TASKS TO CARRY OUT →
**1)** Turn the entries running from the line containing "Target: <item>laptop</item>" through the line containing "[[241,65],[242,60],[229,60],[229,68],[230,70],[238,70],[238,66]]", both included, into a two-column CSV with the columns request and answer. Make one row per request, quote each field, and replace line breaks with spaces.
**2)** Continue the forum post about Ruger Vaquero revolver production from the point where it stops.

PostPosted: Wed Nov 11, 2009 1:52 pm 

Joined: Wed Nov 11, 2009 1:38 pm
Posts: 10
I was told by a friend that the Old Model Vaquero Birds Head revolvers are rapidy gaining in collector value because very few were made, especially the stainless steel version. I was wondering how true this is. Is there any way to find out the production numbers of the various Vaquero models? I was also told that Ruger had no specific sequential serial numbers for any particular models and just built Birds Heads and Bisleys on new frames picked at random. Seems to me somebody, at Ruger or somewhere must know the production numbers.

GIVEN RECORDS →
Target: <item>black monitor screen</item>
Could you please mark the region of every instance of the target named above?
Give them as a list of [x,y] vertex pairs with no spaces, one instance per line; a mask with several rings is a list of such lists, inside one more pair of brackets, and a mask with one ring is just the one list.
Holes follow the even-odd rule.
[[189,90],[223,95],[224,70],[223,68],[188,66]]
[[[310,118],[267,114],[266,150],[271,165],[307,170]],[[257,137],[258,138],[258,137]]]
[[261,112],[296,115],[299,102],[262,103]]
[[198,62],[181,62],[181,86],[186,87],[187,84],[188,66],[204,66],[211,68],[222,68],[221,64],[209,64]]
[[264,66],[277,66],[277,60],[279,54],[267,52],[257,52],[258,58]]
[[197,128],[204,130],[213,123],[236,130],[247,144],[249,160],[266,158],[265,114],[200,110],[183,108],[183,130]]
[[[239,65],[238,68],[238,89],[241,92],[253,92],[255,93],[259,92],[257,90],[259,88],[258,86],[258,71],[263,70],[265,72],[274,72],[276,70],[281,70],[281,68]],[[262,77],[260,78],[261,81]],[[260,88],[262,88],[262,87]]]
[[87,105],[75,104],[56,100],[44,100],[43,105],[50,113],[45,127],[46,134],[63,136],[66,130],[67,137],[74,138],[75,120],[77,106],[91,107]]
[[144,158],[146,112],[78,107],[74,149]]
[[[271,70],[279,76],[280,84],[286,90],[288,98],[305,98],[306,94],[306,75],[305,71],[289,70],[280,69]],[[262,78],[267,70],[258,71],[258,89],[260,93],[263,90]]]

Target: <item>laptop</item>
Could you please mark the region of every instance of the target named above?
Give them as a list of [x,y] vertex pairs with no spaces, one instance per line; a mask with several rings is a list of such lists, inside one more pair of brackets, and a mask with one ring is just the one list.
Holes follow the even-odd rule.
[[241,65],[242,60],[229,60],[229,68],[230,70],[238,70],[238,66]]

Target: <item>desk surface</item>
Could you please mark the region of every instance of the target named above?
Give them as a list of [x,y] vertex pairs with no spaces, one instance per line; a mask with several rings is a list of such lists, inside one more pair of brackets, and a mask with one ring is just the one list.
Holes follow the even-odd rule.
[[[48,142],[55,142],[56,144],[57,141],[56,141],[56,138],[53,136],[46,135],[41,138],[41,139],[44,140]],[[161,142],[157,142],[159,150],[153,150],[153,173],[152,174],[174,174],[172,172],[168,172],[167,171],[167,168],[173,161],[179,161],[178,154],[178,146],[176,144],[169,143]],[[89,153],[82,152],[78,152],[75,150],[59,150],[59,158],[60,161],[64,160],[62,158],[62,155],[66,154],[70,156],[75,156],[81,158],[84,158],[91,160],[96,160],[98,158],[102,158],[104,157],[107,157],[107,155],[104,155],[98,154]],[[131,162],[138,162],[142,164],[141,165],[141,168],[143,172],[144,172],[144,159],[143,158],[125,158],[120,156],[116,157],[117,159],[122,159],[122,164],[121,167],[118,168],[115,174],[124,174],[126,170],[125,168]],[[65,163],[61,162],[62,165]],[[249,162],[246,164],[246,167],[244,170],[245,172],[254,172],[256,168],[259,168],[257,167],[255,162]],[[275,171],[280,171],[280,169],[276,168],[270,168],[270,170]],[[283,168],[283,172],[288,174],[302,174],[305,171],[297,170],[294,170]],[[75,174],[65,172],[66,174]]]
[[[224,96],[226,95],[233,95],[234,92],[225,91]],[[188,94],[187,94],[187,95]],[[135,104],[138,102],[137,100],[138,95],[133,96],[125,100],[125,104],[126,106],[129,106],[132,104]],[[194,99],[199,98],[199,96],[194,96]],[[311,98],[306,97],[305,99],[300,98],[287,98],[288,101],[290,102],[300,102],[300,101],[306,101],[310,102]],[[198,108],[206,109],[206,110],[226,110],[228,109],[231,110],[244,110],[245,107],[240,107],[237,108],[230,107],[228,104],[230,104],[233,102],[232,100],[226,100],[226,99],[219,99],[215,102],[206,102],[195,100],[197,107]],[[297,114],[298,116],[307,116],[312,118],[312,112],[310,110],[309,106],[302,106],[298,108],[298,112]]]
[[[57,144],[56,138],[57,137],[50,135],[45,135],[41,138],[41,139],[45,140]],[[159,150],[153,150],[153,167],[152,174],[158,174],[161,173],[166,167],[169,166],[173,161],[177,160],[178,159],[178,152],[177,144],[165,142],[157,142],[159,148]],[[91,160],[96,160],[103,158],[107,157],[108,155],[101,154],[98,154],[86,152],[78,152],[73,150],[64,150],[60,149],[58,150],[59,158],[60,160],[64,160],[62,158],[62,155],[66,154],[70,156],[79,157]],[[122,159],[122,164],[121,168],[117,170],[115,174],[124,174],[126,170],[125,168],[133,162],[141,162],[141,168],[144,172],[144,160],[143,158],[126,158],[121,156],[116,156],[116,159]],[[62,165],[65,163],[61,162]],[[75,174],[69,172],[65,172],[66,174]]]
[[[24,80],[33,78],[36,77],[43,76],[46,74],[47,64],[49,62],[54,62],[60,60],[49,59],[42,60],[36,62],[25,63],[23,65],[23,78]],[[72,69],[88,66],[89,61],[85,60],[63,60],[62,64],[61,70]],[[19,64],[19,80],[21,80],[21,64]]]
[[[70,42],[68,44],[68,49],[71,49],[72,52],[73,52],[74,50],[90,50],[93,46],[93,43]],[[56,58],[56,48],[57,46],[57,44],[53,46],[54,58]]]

FINAL ANSWERS →
**1)**
request,answer
"Target: <item>laptop</item> Could you please mark the region of every instance of the target named above? Give them as a list of [x,y] vertex pairs with no spaces, one instance per line; a mask with several rings is a list of such lists, inside one more pair of brackets, and a mask with one ring is just the one list. Holes follow the even-odd rule.","[[241,65],[242,60],[229,60],[229,68],[230,70],[238,70],[238,66]]"

**2)**
By the way... I consider myself a Ruger collector as I own 5 Ruger revolvers. Four are Ruger Vaqueros in caliber 45 Colt... a matched pair of stainless steel, 7.5 inch barreled Vaqs with real stag horn grips. A Bisley Vaquero, blue/cc with 5.5 inch barrel with white pearl grips, also in caliber 45 Colt. And of course, the 3. 75 in barrel Bird's Head in stainless steel, also 45 Colt and it wears laminated ebony wood grips. My most recent aquisition is a Super Redhawk Alaskan in caliber 454 Casull.


Last edited by DBC5273 on Wed Feb 09, 2011 7:09 pm, edited 1 time in total.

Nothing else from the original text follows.